TASK DIRECTIONS: Set down exactly the lines from the one containing "Reviewer note: verify that each instance of the bench backrest" through the last line of the records below, both included, and nothing else.

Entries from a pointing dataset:
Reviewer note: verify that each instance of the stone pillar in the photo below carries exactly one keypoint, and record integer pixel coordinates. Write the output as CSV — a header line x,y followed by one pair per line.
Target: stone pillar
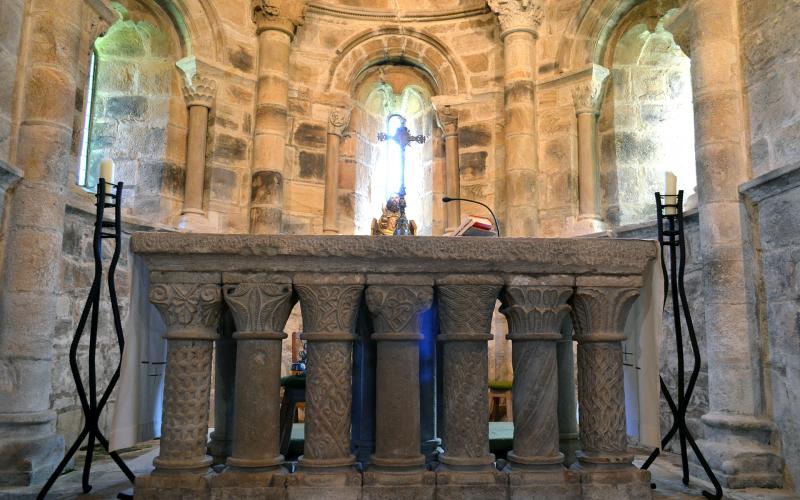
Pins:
x,y
449,121
330,305
396,304
260,311
191,307
466,304
588,97
600,307
535,309
337,123
200,97
276,22
738,431
520,21
30,276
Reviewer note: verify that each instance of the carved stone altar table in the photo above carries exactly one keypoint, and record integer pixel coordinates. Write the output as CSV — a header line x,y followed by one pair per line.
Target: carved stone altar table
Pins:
x,y
395,281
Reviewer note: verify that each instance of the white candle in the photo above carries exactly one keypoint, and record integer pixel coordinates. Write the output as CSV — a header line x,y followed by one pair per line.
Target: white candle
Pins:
x,y
671,193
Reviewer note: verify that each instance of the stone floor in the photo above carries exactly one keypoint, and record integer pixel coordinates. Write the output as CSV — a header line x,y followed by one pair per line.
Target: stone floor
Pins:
x,y
108,481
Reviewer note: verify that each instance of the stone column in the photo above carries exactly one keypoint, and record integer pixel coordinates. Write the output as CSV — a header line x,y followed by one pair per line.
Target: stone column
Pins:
x,y
260,311
199,97
449,121
276,22
330,305
337,123
739,433
600,307
519,22
396,304
466,304
191,307
535,309
588,97
30,275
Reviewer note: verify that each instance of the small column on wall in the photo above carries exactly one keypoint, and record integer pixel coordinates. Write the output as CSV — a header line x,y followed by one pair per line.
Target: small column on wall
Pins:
x,y
588,97
337,123
276,23
448,119
520,21
200,95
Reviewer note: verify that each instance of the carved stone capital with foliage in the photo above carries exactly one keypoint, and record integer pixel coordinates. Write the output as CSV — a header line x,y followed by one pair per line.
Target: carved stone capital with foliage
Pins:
x,y
202,92
518,15
279,15
191,311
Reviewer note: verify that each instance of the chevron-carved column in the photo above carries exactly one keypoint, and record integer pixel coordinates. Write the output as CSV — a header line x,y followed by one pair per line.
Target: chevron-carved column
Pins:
x,y
600,307
260,311
191,312
330,306
466,304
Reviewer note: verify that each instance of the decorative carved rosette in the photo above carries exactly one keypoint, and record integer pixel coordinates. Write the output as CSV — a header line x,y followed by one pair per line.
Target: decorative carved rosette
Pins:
x,y
588,96
191,311
518,15
260,307
280,15
396,309
202,92
338,121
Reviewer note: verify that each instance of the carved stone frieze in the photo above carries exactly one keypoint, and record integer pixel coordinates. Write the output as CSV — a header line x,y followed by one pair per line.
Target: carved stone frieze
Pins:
x,y
338,121
281,15
599,313
518,15
260,307
397,308
189,307
202,92
534,309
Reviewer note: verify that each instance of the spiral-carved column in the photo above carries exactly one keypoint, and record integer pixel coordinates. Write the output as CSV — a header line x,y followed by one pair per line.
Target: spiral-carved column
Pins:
x,y
260,311
330,306
466,304
535,309
396,304
192,313
600,307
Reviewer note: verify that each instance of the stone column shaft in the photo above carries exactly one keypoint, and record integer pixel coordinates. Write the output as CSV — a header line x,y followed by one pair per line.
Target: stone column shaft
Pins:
x,y
30,275
276,22
466,304
260,311
396,306
338,122
330,306
192,313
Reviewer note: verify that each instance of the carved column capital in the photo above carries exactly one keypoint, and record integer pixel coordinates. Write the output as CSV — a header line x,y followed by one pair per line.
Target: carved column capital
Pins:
x,y
201,92
338,121
191,311
396,309
518,15
260,308
279,15
588,96
599,312
535,311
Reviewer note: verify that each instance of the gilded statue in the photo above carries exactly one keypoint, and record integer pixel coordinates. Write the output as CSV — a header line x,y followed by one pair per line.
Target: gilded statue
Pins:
x,y
387,224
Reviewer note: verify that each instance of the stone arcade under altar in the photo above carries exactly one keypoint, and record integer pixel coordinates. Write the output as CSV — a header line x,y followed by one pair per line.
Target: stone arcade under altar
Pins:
x,y
539,282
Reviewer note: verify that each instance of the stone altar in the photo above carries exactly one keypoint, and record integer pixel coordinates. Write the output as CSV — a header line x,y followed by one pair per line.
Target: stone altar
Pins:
x,y
539,282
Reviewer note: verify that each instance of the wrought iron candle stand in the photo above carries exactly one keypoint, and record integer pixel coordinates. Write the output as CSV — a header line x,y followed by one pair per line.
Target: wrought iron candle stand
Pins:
x,y
91,405
673,241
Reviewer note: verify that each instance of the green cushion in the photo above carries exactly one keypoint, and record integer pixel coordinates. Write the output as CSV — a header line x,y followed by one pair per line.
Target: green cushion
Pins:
x,y
501,385
294,382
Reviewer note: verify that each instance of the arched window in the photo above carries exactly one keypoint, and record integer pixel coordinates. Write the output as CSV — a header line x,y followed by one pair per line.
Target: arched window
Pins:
x,y
647,122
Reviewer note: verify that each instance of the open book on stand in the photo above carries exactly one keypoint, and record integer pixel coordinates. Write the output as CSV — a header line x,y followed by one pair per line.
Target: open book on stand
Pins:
x,y
473,225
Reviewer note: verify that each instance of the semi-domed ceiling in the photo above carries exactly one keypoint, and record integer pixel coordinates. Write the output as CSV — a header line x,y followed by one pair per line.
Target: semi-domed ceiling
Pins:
x,y
404,6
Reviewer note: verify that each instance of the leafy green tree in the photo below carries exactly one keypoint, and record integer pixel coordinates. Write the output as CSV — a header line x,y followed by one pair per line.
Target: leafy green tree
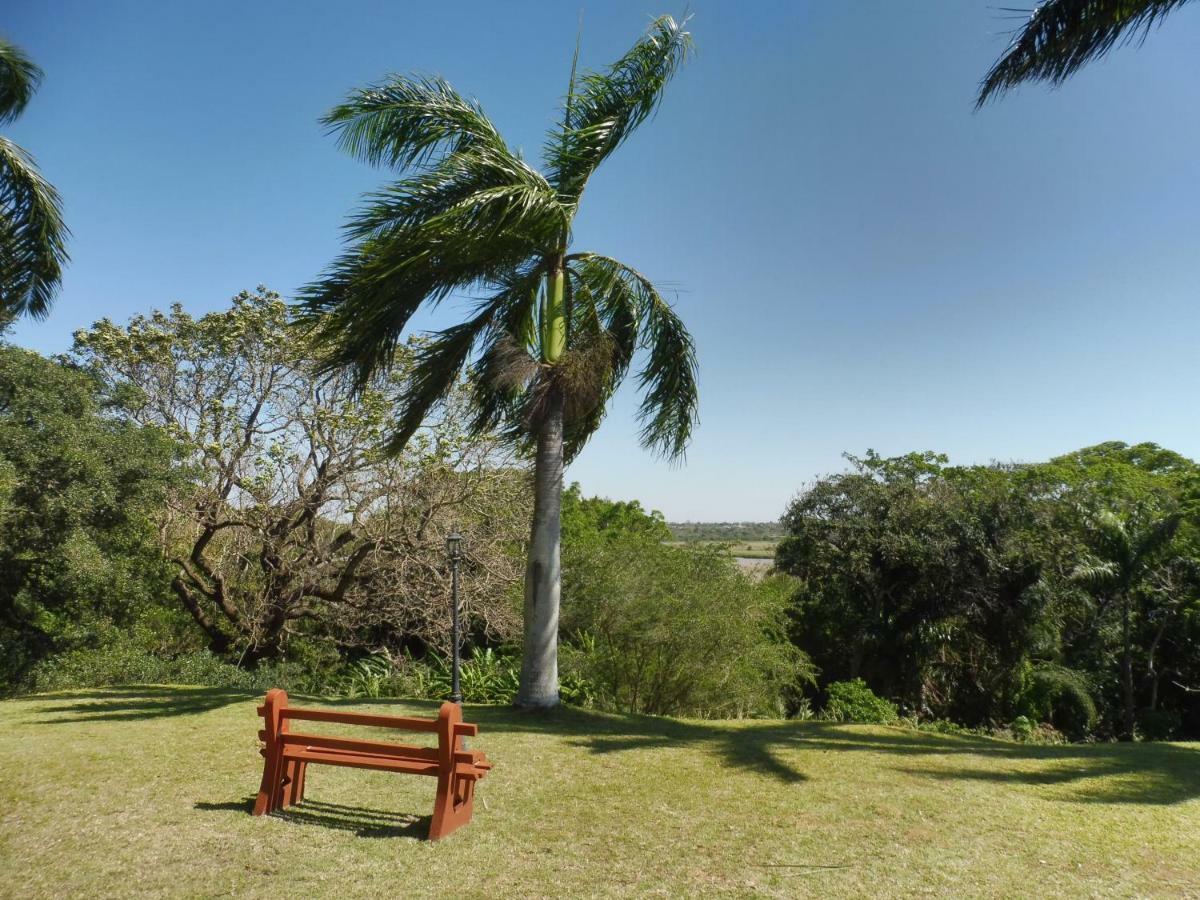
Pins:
x,y
1062,36
33,237
1125,557
79,492
667,630
558,329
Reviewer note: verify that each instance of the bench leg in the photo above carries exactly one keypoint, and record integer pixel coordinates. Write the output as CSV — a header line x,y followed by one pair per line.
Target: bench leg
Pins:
x,y
293,783
299,789
453,807
267,789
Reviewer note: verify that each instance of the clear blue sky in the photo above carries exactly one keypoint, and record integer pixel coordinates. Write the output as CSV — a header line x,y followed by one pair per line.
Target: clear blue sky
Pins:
x,y
864,262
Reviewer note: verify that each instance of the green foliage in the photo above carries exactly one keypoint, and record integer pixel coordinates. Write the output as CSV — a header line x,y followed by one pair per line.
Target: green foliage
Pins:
x,y
948,587
1158,724
677,631
485,677
33,237
503,228
1060,697
855,702
1062,36
79,493
124,664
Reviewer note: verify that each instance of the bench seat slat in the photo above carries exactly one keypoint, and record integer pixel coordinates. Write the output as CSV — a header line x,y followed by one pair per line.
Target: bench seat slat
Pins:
x,y
363,761
381,721
353,745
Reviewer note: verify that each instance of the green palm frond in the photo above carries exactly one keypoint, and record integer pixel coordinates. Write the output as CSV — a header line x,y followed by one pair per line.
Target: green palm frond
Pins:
x,y
669,379
1097,575
604,108
406,121
471,215
437,366
1063,35
19,78
33,235
1156,538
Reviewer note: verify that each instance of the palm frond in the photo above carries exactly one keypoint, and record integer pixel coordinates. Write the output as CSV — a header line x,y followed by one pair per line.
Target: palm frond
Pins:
x,y
1063,35
33,235
669,378
1097,575
604,108
19,78
411,121
417,244
437,366
1156,538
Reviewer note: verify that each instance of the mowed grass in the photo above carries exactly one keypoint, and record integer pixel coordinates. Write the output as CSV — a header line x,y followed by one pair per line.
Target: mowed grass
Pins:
x,y
747,550
145,791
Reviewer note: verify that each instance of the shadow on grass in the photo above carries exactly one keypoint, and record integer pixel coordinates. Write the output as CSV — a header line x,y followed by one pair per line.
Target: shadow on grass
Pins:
x,y
363,822
1150,773
115,705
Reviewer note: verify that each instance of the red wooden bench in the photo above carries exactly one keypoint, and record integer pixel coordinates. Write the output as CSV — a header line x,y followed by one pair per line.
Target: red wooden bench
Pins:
x,y
287,756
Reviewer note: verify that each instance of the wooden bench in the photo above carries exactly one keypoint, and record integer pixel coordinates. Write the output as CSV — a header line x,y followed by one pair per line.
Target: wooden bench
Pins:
x,y
287,755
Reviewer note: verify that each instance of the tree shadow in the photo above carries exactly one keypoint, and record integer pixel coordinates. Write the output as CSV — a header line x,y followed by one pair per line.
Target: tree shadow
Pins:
x,y
1149,773
137,702
361,821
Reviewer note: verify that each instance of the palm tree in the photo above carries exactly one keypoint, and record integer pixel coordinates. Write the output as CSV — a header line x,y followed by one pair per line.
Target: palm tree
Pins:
x,y
1123,561
33,238
1063,35
556,330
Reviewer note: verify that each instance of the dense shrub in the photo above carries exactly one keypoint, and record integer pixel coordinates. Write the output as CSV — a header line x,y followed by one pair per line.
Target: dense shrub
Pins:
x,y
672,631
1060,697
855,702
1158,724
124,664
486,677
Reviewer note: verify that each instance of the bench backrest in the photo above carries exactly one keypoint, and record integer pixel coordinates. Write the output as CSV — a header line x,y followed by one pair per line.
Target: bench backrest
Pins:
x,y
448,725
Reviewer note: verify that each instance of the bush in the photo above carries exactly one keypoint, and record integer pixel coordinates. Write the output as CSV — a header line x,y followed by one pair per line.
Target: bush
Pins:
x,y
1060,697
1158,724
119,664
855,702
677,631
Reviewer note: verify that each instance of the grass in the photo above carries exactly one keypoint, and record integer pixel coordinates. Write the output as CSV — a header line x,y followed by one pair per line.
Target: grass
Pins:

RESPONSE TO THE EXERCISE:
Reviewer note: verify that each instance of the bench backrest in the photo above carries exactly one keypoint, and record integer pixel coordinates. Write the output as CSV — a header line x,y followed by one pair per line.
Target: bench backrest
Pins:
x,y
448,725
Reviewer note: verify that each instance of the bush in the photo above carries exactly one keypoint, and record integer pixel coordinates. Write the output as CSV — a header line x,y followed by one pair per line.
Target: bush
Pins:
x,y
1060,697
1158,724
119,664
855,702
677,631
Reviewer note: verify that each instance of the grass in the photo above carries exactly one keypoint, and record integer pixel coordinates. Write the output as CSV — a header line x,y followed by one pair per line.
Target: grass
Pins:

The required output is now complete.